DESCRIPTION OF THE TASK.
The only thing to report is how many lines of the data contain the word "parsley".

Records from a dataset.
··········

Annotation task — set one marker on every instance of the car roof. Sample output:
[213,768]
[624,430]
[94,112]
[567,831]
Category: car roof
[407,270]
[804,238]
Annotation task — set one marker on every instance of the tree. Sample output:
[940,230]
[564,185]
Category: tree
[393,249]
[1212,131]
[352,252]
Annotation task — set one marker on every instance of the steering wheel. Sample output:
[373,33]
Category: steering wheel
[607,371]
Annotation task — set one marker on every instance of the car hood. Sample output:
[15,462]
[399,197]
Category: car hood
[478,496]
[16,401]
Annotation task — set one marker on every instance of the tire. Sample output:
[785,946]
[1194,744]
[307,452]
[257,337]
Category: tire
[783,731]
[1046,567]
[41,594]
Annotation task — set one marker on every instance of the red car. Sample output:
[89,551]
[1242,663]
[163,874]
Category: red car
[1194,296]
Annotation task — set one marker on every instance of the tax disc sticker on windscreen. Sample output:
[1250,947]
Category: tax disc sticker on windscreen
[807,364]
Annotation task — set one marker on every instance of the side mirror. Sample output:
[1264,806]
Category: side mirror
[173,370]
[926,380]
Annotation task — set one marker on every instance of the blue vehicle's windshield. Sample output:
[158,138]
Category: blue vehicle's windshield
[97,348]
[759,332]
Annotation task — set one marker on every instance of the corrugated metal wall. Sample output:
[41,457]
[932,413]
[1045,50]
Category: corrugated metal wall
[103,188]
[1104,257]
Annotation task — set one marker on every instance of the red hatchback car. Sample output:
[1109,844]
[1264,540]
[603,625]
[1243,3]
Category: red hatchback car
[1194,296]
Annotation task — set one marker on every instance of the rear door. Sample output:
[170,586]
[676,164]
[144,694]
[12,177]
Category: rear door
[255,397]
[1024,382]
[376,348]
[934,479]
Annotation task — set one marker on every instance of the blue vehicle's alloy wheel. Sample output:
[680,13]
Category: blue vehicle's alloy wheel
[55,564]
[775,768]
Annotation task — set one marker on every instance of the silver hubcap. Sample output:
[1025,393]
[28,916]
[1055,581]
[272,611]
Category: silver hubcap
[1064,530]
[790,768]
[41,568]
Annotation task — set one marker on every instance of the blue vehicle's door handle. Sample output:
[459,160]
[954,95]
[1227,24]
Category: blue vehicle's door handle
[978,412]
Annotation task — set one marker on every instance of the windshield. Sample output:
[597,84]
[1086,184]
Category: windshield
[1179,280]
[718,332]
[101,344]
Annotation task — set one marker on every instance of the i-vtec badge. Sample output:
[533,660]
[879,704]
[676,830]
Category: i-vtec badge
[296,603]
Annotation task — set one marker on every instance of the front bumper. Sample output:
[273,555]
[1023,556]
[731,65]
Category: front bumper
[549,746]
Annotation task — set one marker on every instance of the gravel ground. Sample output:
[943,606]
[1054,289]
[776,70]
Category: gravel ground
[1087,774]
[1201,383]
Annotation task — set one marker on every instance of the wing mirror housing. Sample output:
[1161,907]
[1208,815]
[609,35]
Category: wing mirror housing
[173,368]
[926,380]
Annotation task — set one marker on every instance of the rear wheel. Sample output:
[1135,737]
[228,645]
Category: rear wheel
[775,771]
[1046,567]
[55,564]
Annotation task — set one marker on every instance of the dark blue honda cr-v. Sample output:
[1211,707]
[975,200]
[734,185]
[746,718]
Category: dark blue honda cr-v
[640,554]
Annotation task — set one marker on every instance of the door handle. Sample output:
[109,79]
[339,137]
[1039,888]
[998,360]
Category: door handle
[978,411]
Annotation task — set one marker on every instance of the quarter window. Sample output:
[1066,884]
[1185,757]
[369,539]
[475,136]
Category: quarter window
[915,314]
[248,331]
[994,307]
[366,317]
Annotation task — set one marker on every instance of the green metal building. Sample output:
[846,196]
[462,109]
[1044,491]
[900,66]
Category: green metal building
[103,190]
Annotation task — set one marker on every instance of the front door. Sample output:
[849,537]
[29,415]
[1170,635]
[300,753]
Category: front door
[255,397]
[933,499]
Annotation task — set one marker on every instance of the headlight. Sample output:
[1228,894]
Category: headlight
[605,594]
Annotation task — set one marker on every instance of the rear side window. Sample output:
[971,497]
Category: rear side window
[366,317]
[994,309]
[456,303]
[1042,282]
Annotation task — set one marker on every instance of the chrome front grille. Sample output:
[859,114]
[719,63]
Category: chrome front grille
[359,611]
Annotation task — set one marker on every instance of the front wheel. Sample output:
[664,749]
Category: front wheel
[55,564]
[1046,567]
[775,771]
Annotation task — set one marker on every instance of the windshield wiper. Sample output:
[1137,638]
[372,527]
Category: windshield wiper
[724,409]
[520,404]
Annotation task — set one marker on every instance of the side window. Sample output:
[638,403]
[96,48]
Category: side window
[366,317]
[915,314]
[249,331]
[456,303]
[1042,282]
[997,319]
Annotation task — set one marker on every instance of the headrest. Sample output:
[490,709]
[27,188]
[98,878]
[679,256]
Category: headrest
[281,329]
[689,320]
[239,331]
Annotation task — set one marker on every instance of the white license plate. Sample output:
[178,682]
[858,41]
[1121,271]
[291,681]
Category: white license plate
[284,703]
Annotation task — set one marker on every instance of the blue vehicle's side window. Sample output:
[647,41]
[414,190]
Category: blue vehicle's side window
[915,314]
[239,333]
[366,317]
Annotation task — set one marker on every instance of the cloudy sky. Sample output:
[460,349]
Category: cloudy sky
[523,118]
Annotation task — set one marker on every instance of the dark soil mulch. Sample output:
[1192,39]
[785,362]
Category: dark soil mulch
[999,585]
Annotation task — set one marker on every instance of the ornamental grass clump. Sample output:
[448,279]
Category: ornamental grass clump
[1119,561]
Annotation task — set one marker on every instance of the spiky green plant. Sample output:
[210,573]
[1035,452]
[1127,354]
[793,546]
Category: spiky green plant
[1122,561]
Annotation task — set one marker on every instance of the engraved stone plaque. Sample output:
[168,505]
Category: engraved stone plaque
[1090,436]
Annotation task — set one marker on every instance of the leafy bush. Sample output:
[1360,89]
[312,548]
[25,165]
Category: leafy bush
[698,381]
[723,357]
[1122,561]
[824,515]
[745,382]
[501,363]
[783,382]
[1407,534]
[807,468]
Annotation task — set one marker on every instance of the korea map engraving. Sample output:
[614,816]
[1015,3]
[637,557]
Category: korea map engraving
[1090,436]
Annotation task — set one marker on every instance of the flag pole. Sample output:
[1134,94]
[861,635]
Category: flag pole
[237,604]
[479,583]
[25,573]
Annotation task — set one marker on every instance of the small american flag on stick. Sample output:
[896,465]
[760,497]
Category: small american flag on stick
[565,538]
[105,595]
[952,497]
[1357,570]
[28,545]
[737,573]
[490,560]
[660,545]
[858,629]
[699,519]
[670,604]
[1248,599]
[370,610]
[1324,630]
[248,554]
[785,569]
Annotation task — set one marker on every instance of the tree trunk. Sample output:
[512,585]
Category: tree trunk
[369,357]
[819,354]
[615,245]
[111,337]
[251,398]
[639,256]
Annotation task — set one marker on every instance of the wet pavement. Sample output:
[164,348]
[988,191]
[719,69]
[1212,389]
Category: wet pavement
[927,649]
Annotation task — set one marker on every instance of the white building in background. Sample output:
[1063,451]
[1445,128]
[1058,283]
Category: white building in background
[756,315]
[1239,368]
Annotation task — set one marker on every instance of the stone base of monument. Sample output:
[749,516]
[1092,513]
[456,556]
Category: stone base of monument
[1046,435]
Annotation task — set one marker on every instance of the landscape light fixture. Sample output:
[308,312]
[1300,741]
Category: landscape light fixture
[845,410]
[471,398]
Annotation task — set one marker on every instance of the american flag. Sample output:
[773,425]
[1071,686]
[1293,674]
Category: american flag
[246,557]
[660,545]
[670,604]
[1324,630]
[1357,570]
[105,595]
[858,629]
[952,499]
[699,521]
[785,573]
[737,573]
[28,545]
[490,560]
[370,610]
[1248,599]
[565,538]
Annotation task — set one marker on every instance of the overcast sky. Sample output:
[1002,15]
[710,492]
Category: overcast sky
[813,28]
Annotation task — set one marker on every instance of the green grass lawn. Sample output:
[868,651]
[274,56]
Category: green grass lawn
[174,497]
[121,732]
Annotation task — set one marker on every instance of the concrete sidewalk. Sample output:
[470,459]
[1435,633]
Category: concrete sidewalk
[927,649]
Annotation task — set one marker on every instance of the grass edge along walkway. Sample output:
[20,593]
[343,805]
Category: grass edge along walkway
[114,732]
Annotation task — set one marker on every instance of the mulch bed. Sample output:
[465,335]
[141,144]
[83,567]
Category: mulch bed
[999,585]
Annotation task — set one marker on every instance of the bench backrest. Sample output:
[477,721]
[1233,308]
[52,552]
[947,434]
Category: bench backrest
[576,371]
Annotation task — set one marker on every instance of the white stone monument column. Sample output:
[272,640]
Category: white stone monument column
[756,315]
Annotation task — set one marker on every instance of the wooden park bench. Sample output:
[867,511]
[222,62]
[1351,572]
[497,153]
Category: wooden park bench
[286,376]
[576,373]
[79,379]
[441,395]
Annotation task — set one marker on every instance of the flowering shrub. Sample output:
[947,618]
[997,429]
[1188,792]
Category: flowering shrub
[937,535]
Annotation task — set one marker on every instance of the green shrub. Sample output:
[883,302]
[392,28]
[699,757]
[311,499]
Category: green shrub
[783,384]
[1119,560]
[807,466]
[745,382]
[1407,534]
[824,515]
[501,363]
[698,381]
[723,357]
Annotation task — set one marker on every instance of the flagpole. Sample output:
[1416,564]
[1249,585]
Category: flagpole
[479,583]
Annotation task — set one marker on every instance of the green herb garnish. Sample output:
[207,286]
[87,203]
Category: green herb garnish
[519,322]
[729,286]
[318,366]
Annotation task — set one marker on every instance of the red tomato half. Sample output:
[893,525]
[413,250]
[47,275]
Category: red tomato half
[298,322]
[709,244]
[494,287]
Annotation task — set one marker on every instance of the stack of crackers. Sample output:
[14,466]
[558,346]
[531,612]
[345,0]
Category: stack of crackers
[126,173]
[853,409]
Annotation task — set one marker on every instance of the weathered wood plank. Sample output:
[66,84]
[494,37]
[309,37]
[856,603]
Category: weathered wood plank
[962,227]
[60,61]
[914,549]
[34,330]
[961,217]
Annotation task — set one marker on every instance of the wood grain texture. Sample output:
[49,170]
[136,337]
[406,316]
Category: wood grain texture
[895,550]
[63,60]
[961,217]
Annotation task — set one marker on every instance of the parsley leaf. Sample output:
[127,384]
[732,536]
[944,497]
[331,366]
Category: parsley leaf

··········

EXERCISE OUTPUT.
2